*Problem requirements*
All entries below are to be set down again, identical to the source.
=== Begin Enclosure ===
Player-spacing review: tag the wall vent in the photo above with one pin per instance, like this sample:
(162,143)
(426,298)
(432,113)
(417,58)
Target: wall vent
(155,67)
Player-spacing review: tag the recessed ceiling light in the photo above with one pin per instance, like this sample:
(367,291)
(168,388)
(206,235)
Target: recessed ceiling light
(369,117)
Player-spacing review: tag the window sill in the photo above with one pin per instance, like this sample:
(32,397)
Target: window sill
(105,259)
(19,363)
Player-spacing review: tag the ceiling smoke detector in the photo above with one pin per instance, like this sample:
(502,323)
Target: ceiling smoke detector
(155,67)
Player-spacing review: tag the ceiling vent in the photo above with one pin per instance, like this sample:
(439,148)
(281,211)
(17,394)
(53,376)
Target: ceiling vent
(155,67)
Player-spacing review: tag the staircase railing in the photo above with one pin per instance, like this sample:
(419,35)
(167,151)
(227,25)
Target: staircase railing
=== End Enclosure ===
*Your solution*
Player-spacing review: tag the wall vent in the photo above with one pin per instance, like this sample:
(162,143)
(426,298)
(432,113)
(417,58)
Target: wall vent
(155,67)
Player-spacing review: tag the recessed ceiling light in the photo above with one pin per instance, like this sample:
(367,291)
(168,388)
(206,235)
Target: recessed ceiling light
(369,117)
Player-spacing review: tag the window sill in the photo above with one pin per instance, like this sample:
(32,397)
Target: window sill
(105,259)
(19,363)
Player-spacing review: tag the ceiling smoke detector in the photo above with one pin per instance, like this sample:
(502,323)
Target: ceiling smoke detector
(155,67)
Player-spacing review: tag the ceiling vent in the photo above with one pin per instance, like this sample:
(439,148)
(281,211)
(17,394)
(53,376)
Target: ceiling vent
(155,67)
Player-spacing review: tag the staircase railing in the photo above with one pin per instance, like this sample:
(419,35)
(167,151)
(227,25)
Target: staircase railing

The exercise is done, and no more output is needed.